OBJECTIVE
Copy each line exactly. Leave nothing out.

[Entries taken from a collection]
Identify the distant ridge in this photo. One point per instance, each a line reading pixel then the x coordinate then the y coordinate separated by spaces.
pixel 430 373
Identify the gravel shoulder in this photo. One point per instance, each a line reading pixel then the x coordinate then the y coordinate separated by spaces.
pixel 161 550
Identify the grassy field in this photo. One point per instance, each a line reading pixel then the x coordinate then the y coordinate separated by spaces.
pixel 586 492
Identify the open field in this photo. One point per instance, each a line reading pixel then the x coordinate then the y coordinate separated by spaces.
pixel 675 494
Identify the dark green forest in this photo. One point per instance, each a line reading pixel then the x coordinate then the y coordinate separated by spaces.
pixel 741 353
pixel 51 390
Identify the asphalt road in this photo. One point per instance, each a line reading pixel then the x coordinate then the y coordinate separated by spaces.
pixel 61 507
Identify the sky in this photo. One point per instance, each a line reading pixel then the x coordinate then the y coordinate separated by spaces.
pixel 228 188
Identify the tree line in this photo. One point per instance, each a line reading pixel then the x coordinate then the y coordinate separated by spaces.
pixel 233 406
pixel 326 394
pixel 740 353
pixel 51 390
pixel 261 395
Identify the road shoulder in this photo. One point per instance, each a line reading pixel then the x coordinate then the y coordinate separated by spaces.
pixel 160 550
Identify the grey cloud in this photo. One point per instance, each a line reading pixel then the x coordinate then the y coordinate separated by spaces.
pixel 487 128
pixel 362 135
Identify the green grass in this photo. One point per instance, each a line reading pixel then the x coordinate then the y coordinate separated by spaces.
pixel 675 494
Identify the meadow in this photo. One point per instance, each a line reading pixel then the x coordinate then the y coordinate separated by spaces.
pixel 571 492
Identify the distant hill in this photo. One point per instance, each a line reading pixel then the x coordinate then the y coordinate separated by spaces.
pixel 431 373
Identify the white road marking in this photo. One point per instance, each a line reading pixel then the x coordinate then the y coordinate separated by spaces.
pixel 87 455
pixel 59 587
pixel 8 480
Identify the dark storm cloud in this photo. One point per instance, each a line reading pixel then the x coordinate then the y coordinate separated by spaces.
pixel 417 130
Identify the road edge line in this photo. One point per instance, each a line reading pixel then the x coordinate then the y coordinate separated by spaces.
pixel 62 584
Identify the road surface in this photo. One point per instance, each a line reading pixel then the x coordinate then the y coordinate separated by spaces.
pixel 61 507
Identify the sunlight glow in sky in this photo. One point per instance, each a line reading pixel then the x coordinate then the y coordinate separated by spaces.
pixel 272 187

OUTPUT OF THE TASK
Identify the distant ridge in this photo. One point per instance, each a line reading pixel then the x coordinate then the y coordinate separated by spaces.
pixel 430 373
Identify the gravel shoulder in this photo. One point per instance, each a line reading pixel then the x coordinate then the y coordinate separated by spaces.
pixel 161 550
Identify the grassy field in this photo. One point per instance, each a line reading pixel then the x coordinate then the y coordinate separated by spaces.
pixel 586 492
Identify the open field in this photo. One point per instance, each a line reading pixel then the x coordinate then the y coordinate separated by spaces.
pixel 675 494
Identify the dark green forest in this photo. One point per instance, each a line reading pixel then the x coordinate then the y coordinate separated by spaces.
pixel 741 353
pixel 51 390
Identify the asphalt road in this photo. One point per instance, each a line reading pixel then the x coordinate then the y coordinate separated by spaces.
pixel 61 507
Identify the sky in this photo. One point per instance, each a line reading pixel then the x coordinate then the y coordinate separated by spaces.
pixel 228 188
Identify the tree line in this photo. One point per instance, each a line reading pixel then the x coordinate then the y coordinate separated by spaces.
pixel 233 406
pixel 326 394
pixel 740 353
pixel 51 390
pixel 261 395
Identify the road shoulder in this photo. One point per instance, each a line reading pixel then the x coordinate then the y coordinate separated by spaces.
pixel 160 550
Identify the grey cloud in this photo. One point per instance, each a line reading pixel then the x coordinate then the y coordinate separated by spaces.
pixel 487 128
pixel 362 135
Identify the green grass in this photo. One point per instance, each a line reading pixel then the x coordinate then the y coordinate separated by spaces.
pixel 675 494
Identify the meadow in this photo. One point per instance, each a line reading pixel then the x coordinate then the y coordinate separated by spaces.
pixel 571 492
Identify the distant hill in this photo. One point per instance, each a line reading pixel then the x coordinate then the y coordinate separated by spaces.
pixel 431 373
Identify the white road marking in this photo. One point per instance, each a line reading pixel then the x coordinate then the y coordinate separated by spaces.
pixel 87 455
pixel 59 587
pixel 8 480
Identify the dark storm cloud in this photo. One point per instance, each a line reading pixel then the x coordinate then the y coordinate separated by spaces.
pixel 417 130
Identify the road edge line in this photo. One point per instance, each a line reading pixel then the x coordinate then the y coordinate separated by spaces.
pixel 62 584
Identify the road surface in this photo. One point per instance, each a line reading pixel then the x coordinate then the y coordinate separated by spaces.
pixel 61 507
Identify the sunlight glow in sky in this photo. One point per instance, each a line reading pixel then the x coordinate then the y coordinate separated by spaces.
pixel 272 187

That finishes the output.